● Things to do
[1] Answer these questions using the passage on British still-life art:
(a) What title did Eduardo Paolozzi give his series of pop art collages?
(b) In "The Critic Laughs," what did Richard Hamilton crown his Braun electric toothbrush with?
(c) What was Jann Haworth's "Donuts, Coffee Cups and Comic" made from?
[2] Carry on the passage on British still-life art from its last sentence, keeping its tone.

● Passage to read
• • •
Surrealism was a gift to still-life painters, opening up the tired old nature morte repertoire to all manner of exciting new objects like the nautical odds and sods in Edward Wadsworth’s ‘Bright Intervals’ (1928). But the bright interval wouldn’t last; the vanitas returned with the second world war. Keith Vaughan’s ‘Still Life with Skull’ (1952-3) echoes Cézanne’s 1898 composition of the same title, without the apples. To see the shape of things, it helps to clear the clutter.

But already another new wind from across the Atlantic was blowing in a different kind of consumer clutter. Bruised by postwar austerity, British artists didn’t believe the promise of American pop art – Eduardo Paolozzi titled his series of pop art collages ‘Bunk!’ – but they relished cutting-edge product design. In ‘The Critic Laughs’ (1968), Richard Hamilton made an idol of his Braun electric toothbrush, crowning it with a set of teeth cast in sugar; the German company’s designs, he claimed, occupied the same place in his heart as Mont Sainte-Victoire in Cézanne’s.

Patrick Caulfield rejected the pop-art label, preferring to focus on traditional objects: the ‘Reserved Table’ (2000) in his modern restaurant interior is dominated by a giant lobster escaped from a 17th-century still life by Willem Kalf. Only the California-born Jann Haworth brings a touch of genuine Americana to the table with her soft sculpture ‘Donuts, Coffee Cups and Comic’ (1962) – a memory of teenage visits to the Big Donut Drive-In in North Hollywood made from quilted and embroidered fabric while she was a student at the Slade.
• • •
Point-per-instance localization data
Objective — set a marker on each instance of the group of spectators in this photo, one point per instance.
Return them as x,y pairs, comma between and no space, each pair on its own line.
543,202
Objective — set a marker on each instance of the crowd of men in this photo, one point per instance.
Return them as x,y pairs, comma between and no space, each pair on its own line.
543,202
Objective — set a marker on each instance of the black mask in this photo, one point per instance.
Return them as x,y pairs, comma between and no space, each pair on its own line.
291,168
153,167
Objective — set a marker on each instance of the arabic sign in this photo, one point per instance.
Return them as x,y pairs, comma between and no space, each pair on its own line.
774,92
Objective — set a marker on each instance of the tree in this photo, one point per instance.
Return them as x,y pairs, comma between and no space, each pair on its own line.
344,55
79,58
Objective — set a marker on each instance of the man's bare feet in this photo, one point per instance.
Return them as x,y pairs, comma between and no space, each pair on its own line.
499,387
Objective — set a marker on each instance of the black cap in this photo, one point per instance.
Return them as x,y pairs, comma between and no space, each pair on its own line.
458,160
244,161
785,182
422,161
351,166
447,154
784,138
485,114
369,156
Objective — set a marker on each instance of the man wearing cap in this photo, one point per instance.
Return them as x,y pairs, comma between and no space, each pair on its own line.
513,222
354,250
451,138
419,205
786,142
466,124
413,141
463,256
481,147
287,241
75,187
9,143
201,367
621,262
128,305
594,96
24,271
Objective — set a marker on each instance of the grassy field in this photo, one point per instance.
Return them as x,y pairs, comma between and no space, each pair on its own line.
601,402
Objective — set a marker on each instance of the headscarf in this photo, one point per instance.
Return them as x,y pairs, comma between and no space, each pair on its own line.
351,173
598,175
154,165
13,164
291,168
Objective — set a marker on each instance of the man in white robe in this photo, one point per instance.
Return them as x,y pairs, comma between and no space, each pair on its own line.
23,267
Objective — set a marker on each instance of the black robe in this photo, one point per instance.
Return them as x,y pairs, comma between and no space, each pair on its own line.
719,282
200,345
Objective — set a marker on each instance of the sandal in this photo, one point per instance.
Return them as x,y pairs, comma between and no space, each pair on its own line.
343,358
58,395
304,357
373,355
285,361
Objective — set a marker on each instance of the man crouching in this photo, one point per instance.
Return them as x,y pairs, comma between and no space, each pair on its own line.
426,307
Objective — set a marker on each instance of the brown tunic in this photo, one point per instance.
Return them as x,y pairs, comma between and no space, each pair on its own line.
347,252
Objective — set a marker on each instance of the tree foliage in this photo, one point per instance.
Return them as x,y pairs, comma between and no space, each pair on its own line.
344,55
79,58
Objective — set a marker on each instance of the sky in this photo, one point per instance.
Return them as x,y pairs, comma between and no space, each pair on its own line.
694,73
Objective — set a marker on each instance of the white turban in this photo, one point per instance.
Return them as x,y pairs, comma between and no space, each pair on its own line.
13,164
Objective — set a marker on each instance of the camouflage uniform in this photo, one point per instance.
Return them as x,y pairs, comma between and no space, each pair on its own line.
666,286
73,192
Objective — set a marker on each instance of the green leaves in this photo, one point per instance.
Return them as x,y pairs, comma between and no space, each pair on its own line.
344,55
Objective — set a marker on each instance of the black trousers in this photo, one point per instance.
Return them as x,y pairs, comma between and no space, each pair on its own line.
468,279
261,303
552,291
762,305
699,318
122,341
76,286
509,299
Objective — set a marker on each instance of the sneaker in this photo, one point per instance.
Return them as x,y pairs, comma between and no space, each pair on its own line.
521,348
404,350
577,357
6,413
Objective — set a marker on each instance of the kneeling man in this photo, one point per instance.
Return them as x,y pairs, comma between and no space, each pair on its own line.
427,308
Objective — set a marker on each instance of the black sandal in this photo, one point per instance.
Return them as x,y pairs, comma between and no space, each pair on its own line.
• • •
● Responses to the exercise
[1]
(a) "Bunk!"
(b) A set of teeth cast in sugar
(c) Quilted and embroidered fabric

[2]
The influence of the Spanish still-life tradition – too sacral for our protestant nation? – is curiously absent. Anthea Hamilton salutes Juan Sanchez Cotan with her ‘Wild Food’ (2012), printed on a kimono, but one of Eric Rimmington’s contemporary English bodegones would have gone well in the show’s ‘Stillness and Reflection’ section. Rimmington’s beautifully painted shelf-pictures are peopled with what Nash called ‘object personages’ invested with quirky personal meanings. It may sound too obvious to need saying, but for a still-life painting to mean something to the viewer its objects must have meaning for the painter. Beside Winifred Nicholson’s infectious delight in the sun-drenched flowers in her windowsill painting ‘Vermilion and Mauve’ (c.1928), her husband Ben’s ‘1928 (striped jug and flowers)’ – all formal structure and no feeling – left me cold.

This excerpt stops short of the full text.